-- Records for the exercise follows --
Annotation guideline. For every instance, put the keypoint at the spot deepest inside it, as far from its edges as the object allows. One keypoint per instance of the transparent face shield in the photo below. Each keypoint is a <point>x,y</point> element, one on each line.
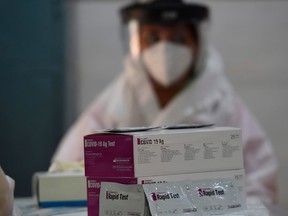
<point>138,37</point>
<point>141,36</point>
<point>165,36</point>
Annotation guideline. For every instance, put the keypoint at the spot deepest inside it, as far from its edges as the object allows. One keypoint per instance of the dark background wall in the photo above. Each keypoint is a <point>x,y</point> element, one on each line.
<point>31,86</point>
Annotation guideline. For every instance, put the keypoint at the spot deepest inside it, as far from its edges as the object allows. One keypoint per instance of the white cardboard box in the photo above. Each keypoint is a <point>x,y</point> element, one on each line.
<point>60,189</point>
<point>163,152</point>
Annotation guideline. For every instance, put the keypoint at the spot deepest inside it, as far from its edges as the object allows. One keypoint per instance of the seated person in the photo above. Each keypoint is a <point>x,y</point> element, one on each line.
<point>173,76</point>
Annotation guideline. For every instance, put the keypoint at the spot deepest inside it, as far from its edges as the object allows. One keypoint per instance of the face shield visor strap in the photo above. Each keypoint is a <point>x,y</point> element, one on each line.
<point>202,52</point>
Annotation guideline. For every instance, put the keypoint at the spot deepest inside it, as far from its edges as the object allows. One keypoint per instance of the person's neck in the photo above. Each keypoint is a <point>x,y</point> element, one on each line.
<point>166,94</point>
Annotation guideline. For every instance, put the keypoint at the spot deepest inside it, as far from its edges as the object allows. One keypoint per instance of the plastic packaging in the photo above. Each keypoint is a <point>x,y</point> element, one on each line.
<point>215,196</point>
<point>121,199</point>
<point>169,199</point>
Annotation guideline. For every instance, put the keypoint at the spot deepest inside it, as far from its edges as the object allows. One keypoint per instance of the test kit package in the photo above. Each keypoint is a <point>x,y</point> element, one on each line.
<point>60,189</point>
<point>94,183</point>
<point>237,175</point>
<point>163,152</point>
<point>94,188</point>
<point>121,199</point>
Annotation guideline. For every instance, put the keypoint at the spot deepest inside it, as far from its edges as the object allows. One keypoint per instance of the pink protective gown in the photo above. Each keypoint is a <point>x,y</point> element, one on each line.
<point>129,101</point>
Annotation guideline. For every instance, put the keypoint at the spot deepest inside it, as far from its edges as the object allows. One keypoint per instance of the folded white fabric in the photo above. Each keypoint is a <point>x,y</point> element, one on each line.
<point>6,194</point>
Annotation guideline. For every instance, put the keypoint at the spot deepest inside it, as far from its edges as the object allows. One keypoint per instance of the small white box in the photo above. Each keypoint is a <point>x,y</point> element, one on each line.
<point>163,152</point>
<point>60,189</point>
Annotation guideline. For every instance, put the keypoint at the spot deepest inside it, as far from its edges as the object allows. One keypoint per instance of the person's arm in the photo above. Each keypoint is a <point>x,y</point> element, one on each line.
<point>259,158</point>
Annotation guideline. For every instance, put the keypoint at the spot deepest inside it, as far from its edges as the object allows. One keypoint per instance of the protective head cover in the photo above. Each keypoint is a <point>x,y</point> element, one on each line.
<point>155,32</point>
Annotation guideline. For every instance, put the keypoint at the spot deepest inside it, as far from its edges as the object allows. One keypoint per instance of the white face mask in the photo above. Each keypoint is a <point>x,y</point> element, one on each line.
<point>167,62</point>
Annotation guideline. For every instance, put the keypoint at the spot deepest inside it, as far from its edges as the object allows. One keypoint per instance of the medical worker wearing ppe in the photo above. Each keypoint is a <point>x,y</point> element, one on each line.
<point>171,76</point>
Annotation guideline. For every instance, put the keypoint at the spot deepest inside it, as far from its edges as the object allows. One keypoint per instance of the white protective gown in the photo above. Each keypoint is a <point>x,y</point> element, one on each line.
<point>130,101</point>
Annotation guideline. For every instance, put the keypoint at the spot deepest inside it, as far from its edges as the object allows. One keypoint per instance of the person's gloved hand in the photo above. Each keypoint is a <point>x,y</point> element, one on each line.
<point>6,194</point>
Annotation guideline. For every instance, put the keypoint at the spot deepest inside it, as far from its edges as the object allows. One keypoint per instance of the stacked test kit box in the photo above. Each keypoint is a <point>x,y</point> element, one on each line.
<point>161,156</point>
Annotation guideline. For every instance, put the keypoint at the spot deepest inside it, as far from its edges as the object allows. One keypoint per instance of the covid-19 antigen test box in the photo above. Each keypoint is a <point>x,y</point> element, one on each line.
<point>163,152</point>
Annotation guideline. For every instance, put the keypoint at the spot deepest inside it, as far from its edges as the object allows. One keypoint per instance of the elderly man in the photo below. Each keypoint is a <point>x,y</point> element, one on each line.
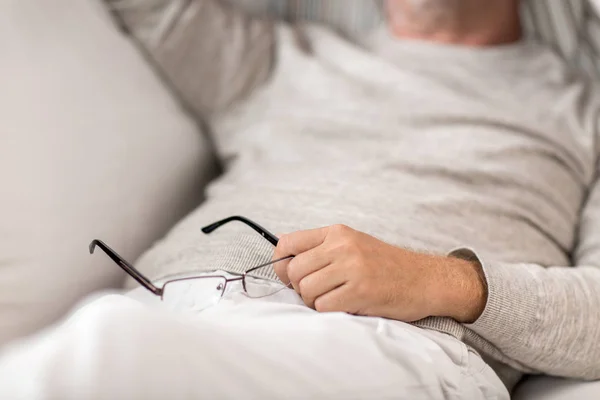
<point>438,184</point>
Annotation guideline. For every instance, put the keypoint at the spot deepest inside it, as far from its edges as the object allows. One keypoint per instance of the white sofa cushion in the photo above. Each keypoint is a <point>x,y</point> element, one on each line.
<point>92,145</point>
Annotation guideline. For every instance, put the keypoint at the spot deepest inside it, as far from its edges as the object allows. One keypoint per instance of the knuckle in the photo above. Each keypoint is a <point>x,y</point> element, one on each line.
<point>304,286</point>
<point>321,305</point>
<point>363,289</point>
<point>341,229</point>
<point>284,243</point>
-- Records for the exercise concluded --
Required action: Through to the final line, copy the material above exactly and skip the images.

Output of the exercise:
Annotation guideline. For every instance, put the keypoint at the spot deepest inside it, as far from its edges as the object allows. One keypoint per instance of the transparent face shield in the photo below. Each keypoint is a <point>x,y</point> element, one on each line.
<point>138,37</point>
<point>141,36</point>
<point>165,36</point>
Annotation guideline. For every instance, put the keypoint at the spot deepest inside it, as far from its edges as the object allows. One keypoint per instance of the dark background wall in the photo above. Each keypoint is a <point>x,y</point> element, one on each line.
<point>31,86</point>
Annotation guideline. For every instance, put the keypoint at the spot deepest inside it, as far from its edges as the object allows. One keypoint per instance of the white cardboard box in the photo above. Each keypoint is a <point>x,y</point> element, one on each line.
<point>60,189</point>
<point>163,152</point>
Annotation guideline. For every instance, put the keypoint at the spot deepest inside it, as far from its edges as the object allows. One keypoint per instance of the seated person in the photo above. Each keypoint is a <point>x,y</point> element, one on each line.
<point>173,76</point>
Annotation guideline. For every instance, put the keypoint at the spot deepest inside it, as far from its edges as the object allows. One keypoint per instance of the face shield visor strap in the photo above. Each keypoint is a <point>x,y</point> element, one on each line.
<point>202,52</point>
Annotation guideline. For every instance, put the keypoint at the spot deepest inside it, as far from its edges as the object allows. One keypoint per instance of the person's neck in the photo above. Each keypoint is a <point>x,y</point> element, one on each line.
<point>166,94</point>
Annotation guideline. For every instance, put the keypoint at the spot deepest inside it, as far from its edges as the object allows. One keypoint per instance of the plastic packaging in the photo above. Each keypoint is a <point>x,y</point> element, one on each line.
<point>215,196</point>
<point>121,199</point>
<point>169,199</point>
Annotation guideline. For every instance, put the keypoint at the spot deepest inside it, as far from its edges as the object allows. One keypoint per instance of the test kit package in the photo above. Each keypoint is a <point>x,y</point> element, one on each line.
<point>60,189</point>
<point>94,183</point>
<point>237,175</point>
<point>163,152</point>
<point>94,188</point>
<point>121,199</point>
Annotation guideline. For every instance, put the keypoint at the spot deepest inside it, as far from its edges as the object allows. One keypoint per instance of the pink protective gown in the photo above. Each keypoint is a <point>x,y</point> element, one on each line.
<point>129,101</point>
Annotation guideline. For every instance, put the keypoint at the spot deepest inside it, as far from its edges as the object allows. One keypoint per instance of the folded white fabric in the photo above. Each keypoint is a <point>x,y</point> element, one on each line.
<point>6,194</point>
Annotation guideline. For every instance, put the keypoint at the spot deepest inside it, as far from its edges as the object allows. One keypoint per instance of the small white box in the photo above. Each keypoint is a <point>x,y</point> element, one on each line.
<point>163,152</point>
<point>60,189</point>
Annotation guideline. For every instance, put the keypoint at the spot deepest inside it, as far from its edges as the object allows. One keypoint per instance of the person's arm in the photo above. Each keypoint is a <point>x,y</point> element, one on each line.
<point>259,158</point>
Annotation guideline. For every instance, put the keypoint at the spot deepest inside it, as far from its edges as the object allows. One keypoint per instance of the protective head cover in the photo above. Each keypoint is a <point>x,y</point> element, one on each line.
<point>155,32</point>
Annotation guideline. For every instance, put the keypoint at the spot deepest inside it, as far from its edges as the object allows. One keypoint per instance of the white face mask in the photo above. Each keypoint is a <point>x,y</point> element, one on each line.
<point>167,62</point>
Annotation guideline. For every instance, put the keypoint at the spot deepest inside it, as far from its edges as the object allows. One keypoint per instance of the medical worker wearing ppe in the photo above. Each keypoint is a <point>x,y</point> element, one on each line.
<point>171,76</point>
Annotation guideline. For every instance, put the keypoint at the spot deepest inside it, as far from its edges as the object allows. One keypoint per instance of the white protective gown in the photo above. Each keypoint is a <point>x,y</point> element, one on each line.
<point>130,101</point>
Annotation guideline. For every instance, put the keypoint at the spot deepest inside it, as far from its edges as the object allows. One keypoint per instance of the person's gloved hand in the photo above. Each keypoint is a <point>x,y</point> element, one on each line.
<point>6,194</point>
Annotation guideline. For every instance, put the keypoint at the spot deepest inside it, as far from its edges as the object allows. One keypoint per instance of the stacked test kit box in the photo above. Each keypoint is a <point>x,y</point> element, one on each line.
<point>161,156</point>
Annotation guideline. For every instance, put the keypoint at the spot deepest inside it, as far from its edges as the object allows. One keypoint per instance of the covid-19 antigen test box in the photo above. Each keypoint is a <point>x,y</point> element, one on each line.
<point>163,152</point>
Annotation guideline. For every instance, put the keypoint at the spot deepest inside it, as far from its edges as the object allows. One keypoint per instance of the elderly man in the photo below. Each keypoint is a <point>x,y</point> element, one on each line.
<point>438,184</point>
Annotation guideline. For every instance, put the keypoint at the spot deepest inside it, as far from its edges as the object allows. One keypoint per instance of the white sofa cushion in the photo above. Each keypoint is a <point>x,y</point> element, one on each line.
<point>92,145</point>
Annotation guideline. For every instance, put the keypoint at the spot deepest inside it, as far from its edges as the object allows. One keypoint per instance of the knuckle in the photo above. Each keypoint is a <point>x,y</point> element, one on each line.
<point>304,286</point>
<point>321,305</point>
<point>363,289</point>
<point>341,229</point>
<point>284,243</point>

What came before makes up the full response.